Records shown below:
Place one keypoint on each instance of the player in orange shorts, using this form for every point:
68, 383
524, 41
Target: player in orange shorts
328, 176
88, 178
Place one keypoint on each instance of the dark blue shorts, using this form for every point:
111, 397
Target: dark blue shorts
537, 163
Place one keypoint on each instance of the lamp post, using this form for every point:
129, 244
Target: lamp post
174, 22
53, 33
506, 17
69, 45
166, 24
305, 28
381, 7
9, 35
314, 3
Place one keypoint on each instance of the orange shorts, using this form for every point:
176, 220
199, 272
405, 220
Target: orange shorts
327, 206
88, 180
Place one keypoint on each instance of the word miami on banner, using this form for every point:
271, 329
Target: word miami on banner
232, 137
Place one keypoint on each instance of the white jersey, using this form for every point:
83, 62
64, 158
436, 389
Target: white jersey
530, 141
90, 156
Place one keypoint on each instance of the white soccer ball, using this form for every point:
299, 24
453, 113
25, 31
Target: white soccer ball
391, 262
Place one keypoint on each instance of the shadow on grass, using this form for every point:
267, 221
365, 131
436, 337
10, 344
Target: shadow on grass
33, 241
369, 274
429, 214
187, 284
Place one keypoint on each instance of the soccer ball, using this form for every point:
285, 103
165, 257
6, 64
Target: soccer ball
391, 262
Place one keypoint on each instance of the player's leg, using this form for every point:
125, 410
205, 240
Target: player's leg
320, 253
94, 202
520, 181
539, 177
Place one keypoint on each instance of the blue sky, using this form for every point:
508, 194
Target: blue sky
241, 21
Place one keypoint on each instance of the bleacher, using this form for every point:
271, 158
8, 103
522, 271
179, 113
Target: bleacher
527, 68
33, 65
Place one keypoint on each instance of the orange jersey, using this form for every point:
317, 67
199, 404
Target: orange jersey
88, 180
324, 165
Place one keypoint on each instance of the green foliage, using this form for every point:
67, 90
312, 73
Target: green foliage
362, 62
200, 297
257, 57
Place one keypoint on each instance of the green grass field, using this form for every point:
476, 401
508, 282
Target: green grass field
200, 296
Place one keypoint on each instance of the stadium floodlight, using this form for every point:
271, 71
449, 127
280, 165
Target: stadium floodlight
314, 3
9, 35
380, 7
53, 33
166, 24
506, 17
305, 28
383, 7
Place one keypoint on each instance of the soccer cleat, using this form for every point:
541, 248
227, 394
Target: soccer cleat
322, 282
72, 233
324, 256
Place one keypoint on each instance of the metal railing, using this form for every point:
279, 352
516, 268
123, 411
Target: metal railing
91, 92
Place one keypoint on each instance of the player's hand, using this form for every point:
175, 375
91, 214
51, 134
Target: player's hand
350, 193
End of Records shown.
### What is expected:
Output every line from the records, exactly as written.

### Solution to this problem:
Place one keypoint on each instance of the player in orange shorts, using this form for every point:
68, 383
524, 41
Target: player in orange shorts
328, 176
88, 178
Place one keypoint on each instance of the dark blue shorts, using this form for every point:
111, 397
Target: dark blue shorts
537, 163
Place one keypoint on each instance of the lamp post, using this form for every point:
129, 244
Target: lamp post
174, 22
53, 33
506, 17
69, 45
166, 24
305, 28
381, 7
9, 35
314, 3
Place one keypoint on each instance of the orange shorts, using this form for every point:
176, 220
199, 272
405, 220
Target: orange shorts
327, 206
88, 180
Place one keypoint on each instance of the word miami on banner, using this form for every point:
271, 329
Target: word miami on banner
232, 137
Place one keypoint on each instance of the white jersey, using this form for every point:
83, 62
64, 158
436, 389
Target: white jersey
530, 141
90, 156
Place one keypoint on each instance of the white soccer ball, using this form for every point:
299, 24
453, 113
25, 31
Target: white soccer ball
391, 262
Place one keypoint on each instance of the shadow on grass, using this form for every point:
267, 221
365, 131
436, 337
10, 344
Target: shadow on grass
33, 241
369, 274
429, 214
187, 284
Place one keypoint on each instance of the soccer ball, using this form for every point:
285, 103
165, 257
6, 64
Target: soccer ball
391, 262
Place one keypoint on each instance of the player's leg, using this form for every point:
125, 410
205, 240
Target: player's leg
320, 253
94, 202
520, 181
539, 177
Place one keypoint on each instance of the blue sky, using this form for every point:
508, 194
Target: blue sky
241, 21
Place one keypoint on each instance of the bleacher, using this form for every point:
271, 158
8, 103
522, 271
179, 113
Target: bleacher
527, 68
33, 65
Place one keypoint on each instance of the orange jersey, using this form for every point:
317, 67
199, 404
Target: orange jersey
88, 180
324, 165
Place one keypoint on each instance of the green foliage, using this form for every point:
67, 90
312, 73
Target: green foliage
362, 62
200, 297
257, 57
Place one keypoint on each instance of the green grass field, using this form for every point:
476, 401
508, 282
Target: green grass field
200, 296
Place one keypoint on each instance of the stadium floodlight, using this form for every point:
271, 71
449, 127
280, 165
Target: stadium floodlight
314, 3
9, 35
380, 7
53, 33
166, 24
506, 17
305, 28
383, 7
Place one keypoint on each instance of the soccer cleat, using this form for every point:
541, 248
227, 394
Target: soccer cleat
322, 282
72, 233
324, 256
Place one keypoint on each instance of the metal railing, using this form for every point:
279, 352
516, 268
123, 411
Target: metal railing
91, 92
Place one keypoint on each instance of the player's hand, using this form for every point:
175, 375
91, 214
51, 134
Target: player's hand
350, 193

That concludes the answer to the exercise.